Brano da leggere —
────────────────────
Una milanese sui tetti di Roma

Cristina Ruffoni, Milano

Spesso si parla della rivalità tra Roma e Milano in vari campi.  Se Milano appare meno attrattiva di Roma per quel che concerne le opere e i monumenti, primeggia in termini di gestione e della valorizzazione delle bellezze artistiche. Roma è una città dalle enormi potenzialità, sicuramente esteticamente più bella di Milano ma, a detta dei meneghini, ferma e priva di visioni di sviluppo e di innovazioni, in quanto legata troppo ai tempi passati. Nel campo dell’arte Roma ha da sempre conservato il suo fascino intriso di storia, antichità e grande bellezza, Milano dal canto suo, è meno affascinante dal punto di vista del patrimonio urbanistico culturale, ma ha creato  in modo sapiente un’atmosfera glamour fatta di moda, cultura, design, stile di vita. Che succede quando la creatività e il fascino milanesi si confrontano con la Caput mundi?

Proviamo a immaginare un terrazzo di Roma che si affaccia sul Colosseo, sui Fori, sul parco degli Acquedotti e appare una macchia a prima vista dissonante: un’opera moderna, piena di colori fluorescenti e lettere…

Presto un’artista milanese porterà a Roma un bizzarro ed efficace tentativo di rendere belli oggetti che comunemente fanno arricciare il naso ai più. Quante volte abbiamo sentito  la frase :- Che bella terrazza! Quell’antenna, però!….

Cristina porterà la cultura pop e il colore sui  terrazzi di Roma  adornando le antenne paraboliche che diventeranno così parte dell’arredo urbano, oggetti cui verrà donato un fascino nuovo.

Non è nuova a tali esperimenti Cristina, da una vita scompone, taglia, incide, straccia e sfilaccia per poi ricostruire: lo fa con le parole, con le tele, con materiali diversi e con gli oggetti grandi e piccoli che si trovano sul suo cammino.

Da sempre Cristina  ha saputo che voleva creare, ha iniziato dapprima  con le parole, scriveva poesie, frammenti di storie e poi scomponeva e rimontava i suoi racconti per farne testi e contesti diversi, come i Surrealisti e i Dadaisti. Ma non le bastava, perciò ha tentato ancora con i quadri, cercando nel colore un senso, nella pittura un percorso. Ma anche questo non le è stato sufficiente. Soltanto quando ha fuso la poesia con l’immagine ha potuto esprimere i concetti, le idee che voleva regalare al mondo.

Così mi racconta in una conversazione, un fiume in piena per descrivere la sua arte.

Cristina:

 Da ragazza ho sempre scritto e dipinto ma non mi sentivo né scrittrice né poetessa, avevo le idee poco chiare, sapevo solo che volevo creare, raccontando delle storie e mi sono iscritta all’Accademia d’Arte.
────────────────────
Contenuto dell'elenco —
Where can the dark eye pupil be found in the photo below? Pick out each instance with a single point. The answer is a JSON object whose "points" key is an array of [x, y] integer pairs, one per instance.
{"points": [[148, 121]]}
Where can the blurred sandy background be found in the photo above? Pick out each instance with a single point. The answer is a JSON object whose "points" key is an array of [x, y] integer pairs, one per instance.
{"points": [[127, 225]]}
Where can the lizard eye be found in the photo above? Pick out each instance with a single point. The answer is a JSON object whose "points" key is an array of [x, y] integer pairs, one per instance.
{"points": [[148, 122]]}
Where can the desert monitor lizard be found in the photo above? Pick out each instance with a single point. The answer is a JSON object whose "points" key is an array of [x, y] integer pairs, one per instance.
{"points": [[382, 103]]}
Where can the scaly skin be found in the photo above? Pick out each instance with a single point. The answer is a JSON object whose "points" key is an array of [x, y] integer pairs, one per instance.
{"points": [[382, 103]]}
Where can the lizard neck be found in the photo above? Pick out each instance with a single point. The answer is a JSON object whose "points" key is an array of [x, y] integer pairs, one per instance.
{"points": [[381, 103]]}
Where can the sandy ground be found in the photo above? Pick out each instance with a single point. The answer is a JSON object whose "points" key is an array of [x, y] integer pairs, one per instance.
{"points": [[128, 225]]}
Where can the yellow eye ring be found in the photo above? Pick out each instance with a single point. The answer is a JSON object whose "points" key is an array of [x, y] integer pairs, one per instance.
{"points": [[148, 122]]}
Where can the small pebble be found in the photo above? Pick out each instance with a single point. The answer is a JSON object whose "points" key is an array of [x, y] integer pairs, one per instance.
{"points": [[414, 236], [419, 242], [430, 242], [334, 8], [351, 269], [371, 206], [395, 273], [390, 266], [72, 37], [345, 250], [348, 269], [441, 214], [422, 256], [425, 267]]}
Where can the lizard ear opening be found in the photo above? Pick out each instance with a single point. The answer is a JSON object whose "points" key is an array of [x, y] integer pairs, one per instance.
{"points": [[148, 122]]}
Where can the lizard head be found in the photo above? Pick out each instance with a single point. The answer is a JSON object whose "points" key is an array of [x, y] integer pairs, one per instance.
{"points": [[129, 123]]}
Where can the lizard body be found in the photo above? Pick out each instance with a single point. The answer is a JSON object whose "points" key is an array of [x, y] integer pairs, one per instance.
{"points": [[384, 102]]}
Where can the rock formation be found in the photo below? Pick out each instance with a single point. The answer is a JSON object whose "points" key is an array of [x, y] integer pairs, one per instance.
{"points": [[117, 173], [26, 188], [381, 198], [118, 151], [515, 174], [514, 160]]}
────────────────────
Esercizi da svolgere —
#1 Raccogli dall'elenco tutte le righe in cui compare la parola "below" e trascrivile.
#2 Prosegui l'articolo sull'artista milanese e i tetti di Roma, riprendendo subito dopo l'ultima frase.

Soluzioni —
#1
Where can the dark eye pupil be found in the photo below? Pick out each instance with a single point. The answer is a JSON object whose "points" key is an array of [x, y] integer pairs, one per instance.
Where can the rock formation be found in the photo below? Pick out each instance with a single point. The answer is a JSON object whose "points" key is an array of [x, y] integer pairs, one per instance.

#2
Lì, a Brera, è arrivata la consapevolezza, con le lezioni di Luciano Fabbro: mentre tutti seguivano alla lettera le sue opere, io di nascosto sperimentavo con la scrittura. Per la stesura della mia tesi : “Parola e immagine”, sono stata aiutata da Roberto Senesi, grande traduttore e poeta visivo, che mi ha incoraggiato a seguire le mie inclinazioni di sempre: contaminare parole e immagini e mi ha indirizzato al Mercato del Sale, allora in Via Orti, uno dei pochi centri di sperimentazione e studi su queste tematiche in Italia, lo dirigeva Ugo Carrera, grande artista e teorico di scrittura visiva che ha ospitato la mia prima mostra, seguita poi da altri eventi a Milano e altrove. Per anni, è stato quello con lui, nonostante il suo carattere irruente e dominante, un sodalizio per me fondamentale dal punto di vista professionale, intellettuale e soprattutto umano. 

In seguito ho avuto la fortuna di fare da assistente a due artisti Fluxus, alla Fondazione Mudima con Wolf Vostell e con Ken Friedman a Milano Poesia, grande manifestazione dove installazioni, azioni e performance si alternavano, suggerendomi la possibilità di uscire dal quadro, come per una delle mie prime mostre personali: “L’arpa d’erba”, in occasione del quale avevo occupato lo spazio della galleria con un castello di carte in gesso giganti, sulle quali parole e immagini interpretavano il significato dei tarocchi. Ogni volta infatti, un mio progetto si sviluppa su un tema, come “Oriente+Occidente: un dialogo immaginario con una donna cinese”, alla galleria QuintoCortile, dove le pareti vennero occupate da totem nei quali l’iconografia cinese si mescolava a quella Pop, immedesimandomi nella vita di una ragazza asiatica.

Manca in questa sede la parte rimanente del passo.